ASSIGNMENT
All that is wanted is a word-for-word retyping of the lines from the one containing "Target: mud flap" through the end of the material below.

____

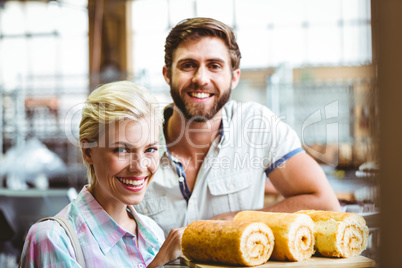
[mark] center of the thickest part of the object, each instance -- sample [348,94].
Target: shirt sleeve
[47,245]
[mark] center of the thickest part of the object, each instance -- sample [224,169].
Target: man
[219,153]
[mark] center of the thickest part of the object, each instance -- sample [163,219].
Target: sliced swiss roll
[294,233]
[338,234]
[228,242]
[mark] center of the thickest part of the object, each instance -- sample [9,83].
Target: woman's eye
[215,66]
[151,150]
[121,150]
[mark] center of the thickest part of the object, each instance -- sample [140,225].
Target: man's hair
[197,28]
[112,103]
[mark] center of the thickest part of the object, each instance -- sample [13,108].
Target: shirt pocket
[229,193]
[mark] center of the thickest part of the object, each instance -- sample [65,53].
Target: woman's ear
[86,151]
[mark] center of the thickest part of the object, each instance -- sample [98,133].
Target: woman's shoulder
[47,231]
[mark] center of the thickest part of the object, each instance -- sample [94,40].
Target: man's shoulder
[245,108]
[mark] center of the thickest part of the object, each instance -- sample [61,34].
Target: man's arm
[303,184]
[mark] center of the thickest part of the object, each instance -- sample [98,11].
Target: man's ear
[235,78]
[166,74]
[86,151]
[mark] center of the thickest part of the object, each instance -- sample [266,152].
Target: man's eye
[187,66]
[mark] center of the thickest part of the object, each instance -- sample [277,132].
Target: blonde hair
[114,102]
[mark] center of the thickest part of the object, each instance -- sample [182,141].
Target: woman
[119,133]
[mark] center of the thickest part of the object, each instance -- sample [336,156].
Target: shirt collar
[104,229]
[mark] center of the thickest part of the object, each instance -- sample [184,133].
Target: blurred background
[314,63]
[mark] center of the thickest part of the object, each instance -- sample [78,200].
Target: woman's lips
[132,181]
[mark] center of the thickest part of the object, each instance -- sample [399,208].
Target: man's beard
[195,111]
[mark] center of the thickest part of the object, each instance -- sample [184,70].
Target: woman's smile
[133,183]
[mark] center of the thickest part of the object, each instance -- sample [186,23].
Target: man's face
[201,78]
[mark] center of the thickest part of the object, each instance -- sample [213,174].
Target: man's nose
[201,77]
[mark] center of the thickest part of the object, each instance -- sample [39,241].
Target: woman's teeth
[200,95]
[131,182]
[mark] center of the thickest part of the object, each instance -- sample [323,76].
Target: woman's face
[125,159]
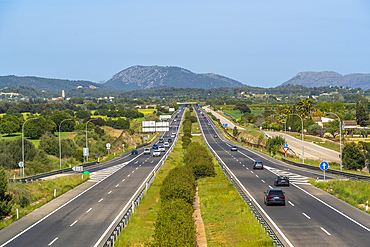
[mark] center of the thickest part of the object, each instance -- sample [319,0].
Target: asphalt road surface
[84,218]
[311,217]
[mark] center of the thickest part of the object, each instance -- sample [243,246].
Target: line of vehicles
[273,196]
[157,148]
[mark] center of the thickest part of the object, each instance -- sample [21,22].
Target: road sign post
[324,166]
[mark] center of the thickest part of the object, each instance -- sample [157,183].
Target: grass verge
[29,196]
[353,192]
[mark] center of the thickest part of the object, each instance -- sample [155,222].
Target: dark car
[258,165]
[281,180]
[274,196]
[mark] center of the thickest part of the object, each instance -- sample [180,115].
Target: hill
[330,78]
[145,77]
[47,84]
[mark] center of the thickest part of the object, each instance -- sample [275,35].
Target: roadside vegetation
[26,197]
[353,192]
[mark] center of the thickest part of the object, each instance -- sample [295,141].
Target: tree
[242,107]
[235,132]
[353,156]
[10,124]
[67,126]
[5,206]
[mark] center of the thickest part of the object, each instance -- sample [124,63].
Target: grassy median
[227,218]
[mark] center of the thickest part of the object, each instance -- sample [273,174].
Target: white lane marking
[308,217]
[325,231]
[74,223]
[55,239]
[336,210]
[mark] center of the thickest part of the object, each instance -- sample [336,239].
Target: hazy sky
[257,42]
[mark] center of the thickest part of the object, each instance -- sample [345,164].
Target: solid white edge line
[51,213]
[331,207]
[308,217]
[74,223]
[325,231]
[250,196]
[55,239]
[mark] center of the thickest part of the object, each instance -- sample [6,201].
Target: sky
[259,43]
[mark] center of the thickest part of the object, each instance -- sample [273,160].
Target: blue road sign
[324,165]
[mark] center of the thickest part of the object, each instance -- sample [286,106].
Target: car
[258,165]
[281,180]
[274,196]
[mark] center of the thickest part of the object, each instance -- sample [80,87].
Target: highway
[311,217]
[86,217]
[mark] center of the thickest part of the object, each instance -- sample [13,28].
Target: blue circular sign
[324,165]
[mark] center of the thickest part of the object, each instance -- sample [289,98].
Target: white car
[156,153]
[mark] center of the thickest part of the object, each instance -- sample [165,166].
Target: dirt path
[201,237]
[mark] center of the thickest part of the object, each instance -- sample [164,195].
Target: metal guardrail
[331,171]
[134,203]
[256,213]
[46,174]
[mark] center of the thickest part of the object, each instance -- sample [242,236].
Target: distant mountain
[47,84]
[330,78]
[145,77]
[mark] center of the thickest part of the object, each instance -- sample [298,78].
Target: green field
[234,114]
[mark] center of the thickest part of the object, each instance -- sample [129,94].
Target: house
[321,121]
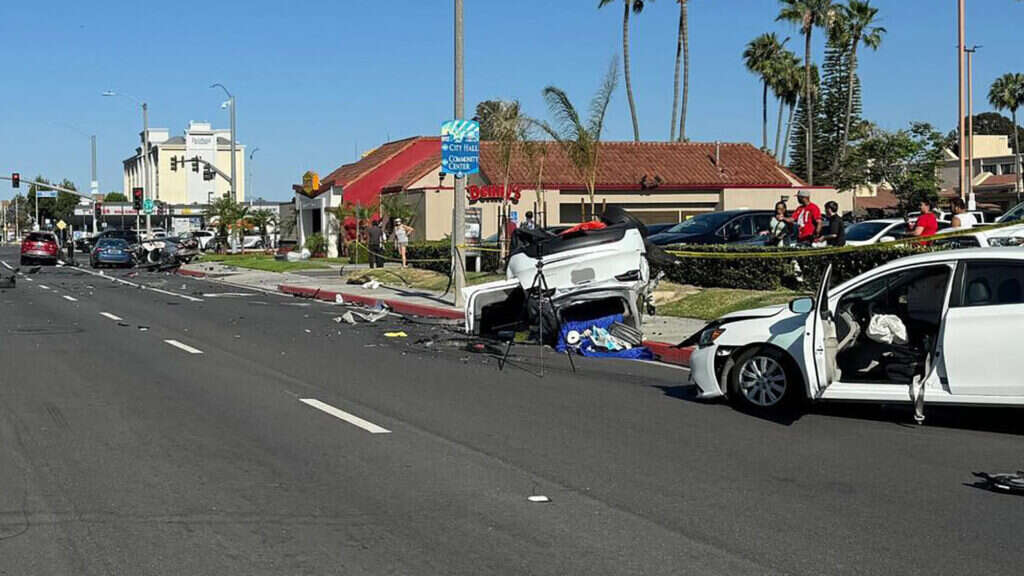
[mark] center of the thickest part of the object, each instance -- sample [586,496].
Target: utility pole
[459,219]
[93,183]
[971,201]
[960,68]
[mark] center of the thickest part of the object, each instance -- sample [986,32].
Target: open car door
[823,344]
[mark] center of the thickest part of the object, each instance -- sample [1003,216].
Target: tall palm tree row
[855,25]
[808,14]
[682,52]
[636,6]
[581,139]
[762,57]
[1007,92]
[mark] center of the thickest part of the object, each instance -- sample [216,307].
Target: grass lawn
[421,279]
[261,261]
[709,303]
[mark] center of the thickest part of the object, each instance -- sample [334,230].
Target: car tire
[763,381]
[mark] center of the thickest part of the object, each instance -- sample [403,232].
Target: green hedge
[755,268]
[427,255]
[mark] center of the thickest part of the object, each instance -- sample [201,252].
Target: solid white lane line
[185,347]
[350,418]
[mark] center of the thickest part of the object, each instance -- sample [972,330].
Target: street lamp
[145,154]
[230,103]
[249,180]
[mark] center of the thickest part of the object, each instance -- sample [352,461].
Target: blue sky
[318,81]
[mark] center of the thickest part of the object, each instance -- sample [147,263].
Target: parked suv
[716,228]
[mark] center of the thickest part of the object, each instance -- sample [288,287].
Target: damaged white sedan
[579,276]
[943,326]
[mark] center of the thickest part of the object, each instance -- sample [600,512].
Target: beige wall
[765,199]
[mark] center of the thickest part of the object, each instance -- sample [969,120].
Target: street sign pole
[459,218]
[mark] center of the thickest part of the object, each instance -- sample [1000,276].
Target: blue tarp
[587,347]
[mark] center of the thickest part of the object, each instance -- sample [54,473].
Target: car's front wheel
[763,381]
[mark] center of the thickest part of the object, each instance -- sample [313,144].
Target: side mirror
[802,305]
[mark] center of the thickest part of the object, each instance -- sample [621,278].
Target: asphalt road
[161,424]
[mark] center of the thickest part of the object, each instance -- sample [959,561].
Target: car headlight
[1006,241]
[711,334]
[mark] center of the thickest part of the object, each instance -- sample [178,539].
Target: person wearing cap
[807,217]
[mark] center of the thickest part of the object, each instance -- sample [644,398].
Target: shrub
[766,269]
[315,244]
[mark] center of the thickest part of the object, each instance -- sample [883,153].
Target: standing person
[835,231]
[528,223]
[375,243]
[962,218]
[807,217]
[778,228]
[401,234]
[927,224]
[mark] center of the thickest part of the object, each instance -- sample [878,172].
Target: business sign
[461,148]
[494,193]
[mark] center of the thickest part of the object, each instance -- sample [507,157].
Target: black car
[716,228]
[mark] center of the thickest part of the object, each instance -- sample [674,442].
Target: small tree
[581,140]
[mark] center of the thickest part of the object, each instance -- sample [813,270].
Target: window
[989,284]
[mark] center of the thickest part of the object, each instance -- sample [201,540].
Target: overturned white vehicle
[572,277]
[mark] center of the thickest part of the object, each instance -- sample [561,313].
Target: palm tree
[581,140]
[260,219]
[761,57]
[788,85]
[855,25]
[682,51]
[1007,92]
[637,7]
[808,14]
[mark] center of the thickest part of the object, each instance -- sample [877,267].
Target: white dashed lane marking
[341,414]
[185,347]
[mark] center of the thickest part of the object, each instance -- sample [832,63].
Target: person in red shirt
[927,224]
[807,217]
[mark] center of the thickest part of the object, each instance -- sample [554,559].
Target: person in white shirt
[962,218]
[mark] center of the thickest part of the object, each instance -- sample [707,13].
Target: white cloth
[887,329]
[967,219]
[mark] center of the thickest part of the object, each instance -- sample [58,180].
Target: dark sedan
[716,228]
[111,252]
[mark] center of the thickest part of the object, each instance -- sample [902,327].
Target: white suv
[945,325]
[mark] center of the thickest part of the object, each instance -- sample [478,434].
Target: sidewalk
[662,332]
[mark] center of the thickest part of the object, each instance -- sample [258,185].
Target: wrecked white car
[587,274]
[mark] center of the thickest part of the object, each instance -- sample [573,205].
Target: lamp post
[145,155]
[249,180]
[459,218]
[230,100]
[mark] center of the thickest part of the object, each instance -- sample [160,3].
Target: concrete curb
[399,306]
[669,354]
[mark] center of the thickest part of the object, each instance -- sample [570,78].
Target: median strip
[185,347]
[341,414]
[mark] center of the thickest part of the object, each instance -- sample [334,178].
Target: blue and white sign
[461,148]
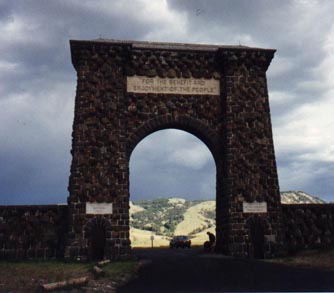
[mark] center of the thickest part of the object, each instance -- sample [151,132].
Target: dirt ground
[179,270]
[193,271]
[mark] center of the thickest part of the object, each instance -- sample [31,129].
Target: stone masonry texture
[235,125]
[108,124]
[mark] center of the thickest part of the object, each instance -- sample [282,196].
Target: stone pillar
[249,166]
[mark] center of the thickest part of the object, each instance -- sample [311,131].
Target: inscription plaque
[181,86]
[254,207]
[95,208]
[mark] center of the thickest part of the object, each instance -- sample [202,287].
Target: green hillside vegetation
[162,215]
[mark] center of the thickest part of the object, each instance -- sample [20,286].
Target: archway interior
[172,188]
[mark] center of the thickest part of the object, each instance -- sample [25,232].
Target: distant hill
[165,217]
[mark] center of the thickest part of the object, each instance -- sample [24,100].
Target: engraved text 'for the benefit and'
[181,86]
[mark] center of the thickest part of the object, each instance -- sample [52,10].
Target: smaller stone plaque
[254,207]
[103,208]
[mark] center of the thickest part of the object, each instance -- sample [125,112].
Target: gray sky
[37,90]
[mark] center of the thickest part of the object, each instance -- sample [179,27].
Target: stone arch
[193,126]
[128,90]
[95,233]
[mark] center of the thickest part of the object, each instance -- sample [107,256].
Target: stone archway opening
[173,174]
[96,234]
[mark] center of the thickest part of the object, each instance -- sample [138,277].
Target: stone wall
[110,121]
[308,226]
[32,231]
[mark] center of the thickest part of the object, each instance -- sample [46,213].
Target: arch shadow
[95,232]
[193,126]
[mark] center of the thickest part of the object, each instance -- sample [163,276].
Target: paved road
[192,271]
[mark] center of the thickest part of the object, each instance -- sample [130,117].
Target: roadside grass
[321,259]
[28,276]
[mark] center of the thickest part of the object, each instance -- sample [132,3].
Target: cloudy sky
[37,90]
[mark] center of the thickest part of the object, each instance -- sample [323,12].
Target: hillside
[166,217]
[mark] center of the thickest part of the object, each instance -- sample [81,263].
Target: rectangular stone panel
[95,208]
[181,86]
[254,207]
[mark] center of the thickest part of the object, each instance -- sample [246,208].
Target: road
[187,270]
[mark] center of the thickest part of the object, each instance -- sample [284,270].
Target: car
[180,241]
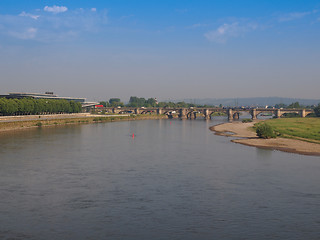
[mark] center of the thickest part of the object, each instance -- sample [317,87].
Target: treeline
[30,106]
[150,102]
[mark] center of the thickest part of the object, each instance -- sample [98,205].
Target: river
[173,180]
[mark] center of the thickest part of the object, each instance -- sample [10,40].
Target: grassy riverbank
[307,129]
[27,124]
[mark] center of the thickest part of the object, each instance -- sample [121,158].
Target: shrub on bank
[246,120]
[264,130]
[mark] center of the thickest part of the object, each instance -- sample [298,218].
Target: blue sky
[164,49]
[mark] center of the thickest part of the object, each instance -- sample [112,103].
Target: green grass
[306,128]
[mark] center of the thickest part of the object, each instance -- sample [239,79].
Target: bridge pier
[230,114]
[183,113]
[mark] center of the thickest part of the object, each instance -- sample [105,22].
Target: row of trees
[150,102]
[296,105]
[30,106]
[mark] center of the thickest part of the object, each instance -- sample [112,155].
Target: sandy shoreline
[244,135]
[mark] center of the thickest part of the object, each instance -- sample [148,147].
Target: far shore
[16,123]
[245,135]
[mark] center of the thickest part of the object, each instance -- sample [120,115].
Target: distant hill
[258,101]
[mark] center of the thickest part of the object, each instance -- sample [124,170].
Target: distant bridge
[206,113]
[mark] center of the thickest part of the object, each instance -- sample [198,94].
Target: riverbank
[245,135]
[15,123]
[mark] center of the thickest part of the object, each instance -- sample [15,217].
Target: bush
[264,130]
[317,110]
[246,120]
[39,124]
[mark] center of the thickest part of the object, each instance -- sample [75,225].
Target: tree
[295,105]
[280,105]
[317,110]
[103,103]
[264,130]
[114,102]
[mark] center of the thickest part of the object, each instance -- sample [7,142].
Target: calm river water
[174,180]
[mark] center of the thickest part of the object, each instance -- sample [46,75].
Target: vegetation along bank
[295,135]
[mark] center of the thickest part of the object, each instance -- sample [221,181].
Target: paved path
[52,117]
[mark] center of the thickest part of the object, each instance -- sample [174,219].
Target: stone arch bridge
[206,113]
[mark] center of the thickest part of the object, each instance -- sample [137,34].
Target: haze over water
[172,181]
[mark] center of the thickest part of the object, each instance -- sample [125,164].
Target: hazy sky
[166,49]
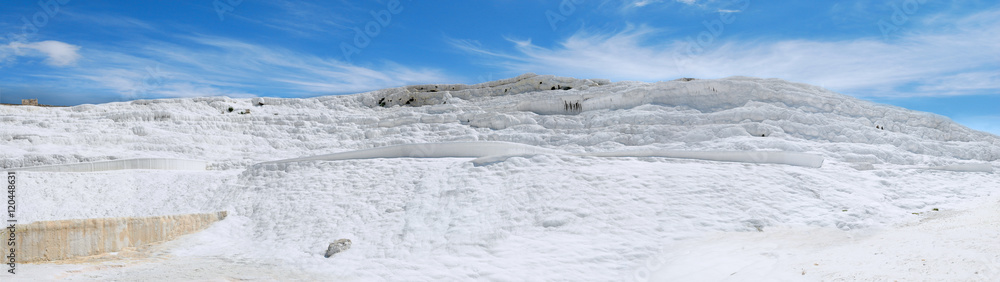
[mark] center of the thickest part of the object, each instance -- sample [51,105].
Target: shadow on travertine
[67,239]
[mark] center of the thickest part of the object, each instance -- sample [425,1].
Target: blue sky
[929,55]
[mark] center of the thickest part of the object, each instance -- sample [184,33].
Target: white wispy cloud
[937,62]
[59,54]
[196,66]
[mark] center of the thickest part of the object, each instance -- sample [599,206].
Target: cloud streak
[57,54]
[195,66]
[935,63]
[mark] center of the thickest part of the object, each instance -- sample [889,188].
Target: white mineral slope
[573,216]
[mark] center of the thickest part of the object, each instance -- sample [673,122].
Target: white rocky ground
[557,214]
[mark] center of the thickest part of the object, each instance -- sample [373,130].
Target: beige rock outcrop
[65,239]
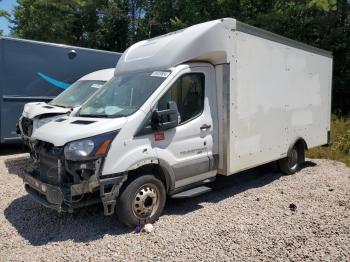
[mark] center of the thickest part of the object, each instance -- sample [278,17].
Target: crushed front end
[66,184]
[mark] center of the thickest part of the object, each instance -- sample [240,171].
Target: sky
[8,6]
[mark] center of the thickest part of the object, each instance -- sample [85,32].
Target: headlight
[40,122]
[43,121]
[92,147]
[79,149]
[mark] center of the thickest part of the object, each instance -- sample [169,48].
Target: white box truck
[213,99]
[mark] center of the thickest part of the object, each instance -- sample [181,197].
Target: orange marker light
[103,148]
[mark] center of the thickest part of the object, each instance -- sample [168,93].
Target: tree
[4,14]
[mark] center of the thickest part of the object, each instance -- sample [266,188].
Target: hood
[32,110]
[67,129]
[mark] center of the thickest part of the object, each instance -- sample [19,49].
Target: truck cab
[37,114]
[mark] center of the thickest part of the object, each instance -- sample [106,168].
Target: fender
[163,165]
[294,141]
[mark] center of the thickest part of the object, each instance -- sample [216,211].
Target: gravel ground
[246,218]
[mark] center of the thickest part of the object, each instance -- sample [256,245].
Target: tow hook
[109,191]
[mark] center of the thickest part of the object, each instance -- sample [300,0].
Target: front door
[188,147]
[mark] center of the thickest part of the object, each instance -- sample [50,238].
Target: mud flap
[109,191]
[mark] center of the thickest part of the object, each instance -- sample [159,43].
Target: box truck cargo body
[37,71]
[212,99]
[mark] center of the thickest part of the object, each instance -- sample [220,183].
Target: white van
[213,99]
[36,114]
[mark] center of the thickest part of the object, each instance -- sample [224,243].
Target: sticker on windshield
[160,74]
[96,85]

____

OUTPUT BELOW
Target: mud flap
[109,191]
[mark] center of the thickest part of the object, each instance -- sample [159,43].
Target: box truck cargo body
[37,71]
[212,99]
[mark] center of the thickest part of the object, each instance -- sample [220,183].
Target: white van
[213,99]
[36,114]
[mark] center of the thickest part of the object, each instance -- sample [224,243].
Target: sticker on windshield
[160,74]
[96,85]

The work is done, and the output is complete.